» RECORDED DATA:
..........
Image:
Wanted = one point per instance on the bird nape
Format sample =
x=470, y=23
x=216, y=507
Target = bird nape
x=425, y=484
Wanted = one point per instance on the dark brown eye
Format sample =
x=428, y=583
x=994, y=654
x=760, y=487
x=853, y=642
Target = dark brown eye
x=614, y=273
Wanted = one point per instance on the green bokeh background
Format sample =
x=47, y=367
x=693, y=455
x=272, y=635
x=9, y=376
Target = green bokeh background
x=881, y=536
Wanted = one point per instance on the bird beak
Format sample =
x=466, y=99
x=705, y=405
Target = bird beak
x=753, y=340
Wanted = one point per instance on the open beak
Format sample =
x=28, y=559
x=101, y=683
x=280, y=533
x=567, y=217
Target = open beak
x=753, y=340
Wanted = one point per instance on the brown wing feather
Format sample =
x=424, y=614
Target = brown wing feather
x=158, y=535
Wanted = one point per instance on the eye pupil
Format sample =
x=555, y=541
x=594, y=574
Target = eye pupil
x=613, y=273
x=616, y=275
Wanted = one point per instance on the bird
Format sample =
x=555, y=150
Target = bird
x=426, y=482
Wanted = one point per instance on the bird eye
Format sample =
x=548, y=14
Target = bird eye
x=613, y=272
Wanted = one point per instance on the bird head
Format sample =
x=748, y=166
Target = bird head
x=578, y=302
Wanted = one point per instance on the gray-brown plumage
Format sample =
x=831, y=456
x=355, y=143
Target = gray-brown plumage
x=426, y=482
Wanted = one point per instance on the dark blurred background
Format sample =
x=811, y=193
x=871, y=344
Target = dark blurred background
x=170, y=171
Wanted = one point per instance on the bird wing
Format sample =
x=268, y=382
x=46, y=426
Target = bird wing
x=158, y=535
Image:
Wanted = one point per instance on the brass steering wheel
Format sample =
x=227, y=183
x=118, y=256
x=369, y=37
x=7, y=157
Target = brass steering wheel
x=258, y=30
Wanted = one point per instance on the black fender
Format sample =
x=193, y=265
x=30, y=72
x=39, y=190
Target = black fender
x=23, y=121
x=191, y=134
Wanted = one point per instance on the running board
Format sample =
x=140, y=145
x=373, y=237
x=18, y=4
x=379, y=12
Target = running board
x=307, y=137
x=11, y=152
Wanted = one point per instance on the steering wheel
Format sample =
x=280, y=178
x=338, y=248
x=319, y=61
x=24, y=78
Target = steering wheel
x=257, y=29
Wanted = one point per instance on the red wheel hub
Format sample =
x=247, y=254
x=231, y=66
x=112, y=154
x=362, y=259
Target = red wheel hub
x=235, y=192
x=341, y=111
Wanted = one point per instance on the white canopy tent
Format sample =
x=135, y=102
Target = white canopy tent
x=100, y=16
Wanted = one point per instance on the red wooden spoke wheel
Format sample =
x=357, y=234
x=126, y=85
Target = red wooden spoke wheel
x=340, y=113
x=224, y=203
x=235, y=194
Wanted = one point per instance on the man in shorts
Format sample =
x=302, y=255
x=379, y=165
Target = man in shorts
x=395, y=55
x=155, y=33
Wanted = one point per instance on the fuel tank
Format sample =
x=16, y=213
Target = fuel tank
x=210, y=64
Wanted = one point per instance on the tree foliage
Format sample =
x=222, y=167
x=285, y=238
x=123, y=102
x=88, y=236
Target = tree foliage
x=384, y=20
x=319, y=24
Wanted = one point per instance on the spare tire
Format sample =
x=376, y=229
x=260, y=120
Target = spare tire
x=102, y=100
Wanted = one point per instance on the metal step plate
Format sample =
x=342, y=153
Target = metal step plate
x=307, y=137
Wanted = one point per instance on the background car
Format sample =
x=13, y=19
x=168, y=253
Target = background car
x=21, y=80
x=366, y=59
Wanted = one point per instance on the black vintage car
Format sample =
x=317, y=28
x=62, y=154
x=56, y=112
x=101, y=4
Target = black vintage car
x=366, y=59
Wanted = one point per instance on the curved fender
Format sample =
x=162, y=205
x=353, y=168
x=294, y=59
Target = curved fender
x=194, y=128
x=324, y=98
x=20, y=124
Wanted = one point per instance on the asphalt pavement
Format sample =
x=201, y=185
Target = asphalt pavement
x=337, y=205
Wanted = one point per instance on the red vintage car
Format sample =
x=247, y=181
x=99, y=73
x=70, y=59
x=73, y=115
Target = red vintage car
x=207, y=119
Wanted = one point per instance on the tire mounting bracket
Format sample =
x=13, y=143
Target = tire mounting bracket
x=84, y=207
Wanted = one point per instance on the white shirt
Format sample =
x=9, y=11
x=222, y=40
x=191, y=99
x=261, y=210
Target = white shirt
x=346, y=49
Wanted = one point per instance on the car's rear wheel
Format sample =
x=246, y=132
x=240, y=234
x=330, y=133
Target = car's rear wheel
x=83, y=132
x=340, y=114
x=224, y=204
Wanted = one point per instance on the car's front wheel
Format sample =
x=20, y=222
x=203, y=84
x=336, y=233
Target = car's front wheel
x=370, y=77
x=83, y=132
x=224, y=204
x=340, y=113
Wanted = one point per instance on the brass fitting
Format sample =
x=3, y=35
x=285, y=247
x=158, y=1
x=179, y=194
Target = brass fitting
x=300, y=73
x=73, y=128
..........
» YOUR ASSIGNMENT:
Return the entries above exactly as they appear.

» TASK ANSWER:
Image:
Wanted = one point per instance on the bird nape
Format sample =
x=470, y=23
x=216, y=507
Target = bird nape
x=425, y=484
Wanted = one point per instance on the dark brown eye
Format sample =
x=428, y=583
x=994, y=654
x=760, y=487
x=853, y=642
Target = dark brown eye
x=614, y=273
Wanted = one point per instance on the green bokeh background
Format sample =
x=47, y=367
x=693, y=455
x=272, y=635
x=9, y=376
Target = green bokeh background
x=881, y=536
Wanted = one point per instance on the bird beak
Format sample =
x=466, y=99
x=705, y=405
Target = bird beak
x=753, y=340
Wanted = one point per instance on the open beak
Format sample =
x=28, y=559
x=101, y=683
x=280, y=533
x=567, y=217
Target = open beak
x=753, y=340
Wanted = one point per instance on the brown wing feather
Format sample =
x=424, y=614
Target = brown wing feather
x=158, y=535
Wanted = one point per instance on the eye pupil
Format sample =
x=555, y=541
x=594, y=574
Target = eye pupil
x=613, y=273
x=616, y=275
Wanted = one point per instance on the bird
Format sample =
x=555, y=150
Target = bird
x=426, y=482
Wanted = one point per instance on the bird eye
Format sample =
x=548, y=14
Target = bird eye
x=613, y=272
Wanted = one point per instance on the bird head
Format sample =
x=748, y=166
Target = bird head
x=578, y=302
Wanted = one point per instance on the gray-brown plumage
Format sample =
x=831, y=456
x=355, y=143
Target = gray-brown plumage
x=426, y=482
Wanted = one point per instance on the dark blurred background
Format sample =
x=811, y=193
x=871, y=344
Target = dark blurred background
x=170, y=171
Wanted = one point per instance on the bird wing
Format sample =
x=268, y=382
x=46, y=426
Target = bird wing
x=158, y=535
Image:
Wanted = one point per instance on the brass steering wheel
Format sample =
x=227, y=183
x=118, y=256
x=369, y=37
x=7, y=157
Target = brass steering wheel
x=258, y=30
Wanted = one point per instance on the black fender
Format sample =
x=193, y=265
x=30, y=72
x=39, y=190
Target = black fender
x=23, y=121
x=191, y=134
Wanted = one point per instance on the running board
Format sample =
x=140, y=145
x=373, y=237
x=18, y=4
x=379, y=12
Target = running board
x=307, y=137
x=11, y=152
Wanted = one point per instance on the steering wheel
Format sample =
x=280, y=178
x=338, y=248
x=319, y=61
x=24, y=78
Target = steering wheel
x=257, y=29
Wanted = one point per instance on the red wheel hub
Format sample =
x=247, y=254
x=231, y=66
x=112, y=154
x=362, y=259
Target = red wheel hub
x=235, y=192
x=341, y=111
Wanted = one point per instance on the white canopy tent
Format sample =
x=135, y=102
Target = white canopy tent
x=100, y=16
Wanted = one point per instance on the red wooden spoke wheel
Format sample =
x=357, y=234
x=126, y=85
Target = red wooden spoke wheel
x=340, y=113
x=224, y=203
x=235, y=194
Wanted = one point per instance on the man in shorts
Format sample =
x=302, y=255
x=379, y=165
Target = man in shorts
x=395, y=55
x=155, y=33
Wanted = one point per instance on the fuel tank
Format sample =
x=16, y=213
Target = fuel tank
x=210, y=64
Wanted = one point per instance on the tree foliage
Format sample =
x=222, y=167
x=285, y=238
x=123, y=102
x=88, y=236
Target = tree foliage
x=384, y=20
x=319, y=24
Wanted = one point per instance on the spare tire
Format sample =
x=376, y=229
x=260, y=120
Target = spare tire
x=102, y=100
Wanted = one point per instance on the metal step plate
Format sample =
x=342, y=153
Target = metal step plate
x=307, y=137
Wanted = one point per instance on the background car
Format sample =
x=13, y=19
x=168, y=253
Target = background car
x=21, y=80
x=366, y=59
Wanted = one point per instance on the black vintage car
Format sample =
x=317, y=28
x=62, y=154
x=56, y=112
x=101, y=4
Target = black vintage car
x=366, y=59
Wanted = one point per instance on the curved fender
Format sample =
x=162, y=205
x=353, y=168
x=294, y=59
Target = curved fender
x=194, y=128
x=324, y=98
x=20, y=124
Wanted = one point per instance on the asphalt pavement
Format sample =
x=201, y=185
Target = asphalt pavement
x=337, y=205
Wanted = one point per instance on the red vintage car
Format sample =
x=247, y=181
x=99, y=73
x=70, y=59
x=73, y=115
Target = red vintage car
x=207, y=119
Wanted = one point per instance on the tire mounting bracket
Format sample =
x=13, y=143
Target = tire mounting bracket
x=84, y=207
Wanted = one point per instance on the white shirt
Format sample =
x=9, y=11
x=222, y=40
x=191, y=99
x=261, y=210
Target = white shirt
x=346, y=49
Wanted = one point per instance on the car's rear wheel
Format sample =
x=246, y=132
x=240, y=234
x=330, y=133
Target = car's rear wheel
x=83, y=132
x=340, y=114
x=224, y=204
Wanted = one point per instance on the car's front wheel
Format sample =
x=20, y=222
x=203, y=84
x=336, y=233
Target = car's front wheel
x=370, y=77
x=83, y=132
x=224, y=204
x=340, y=113
Wanted = one point per instance on the brass fitting
Format sample =
x=3, y=35
x=285, y=247
x=158, y=1
x=179, y=194
Target = brass fitting
x=300, y=73
x=73, y=128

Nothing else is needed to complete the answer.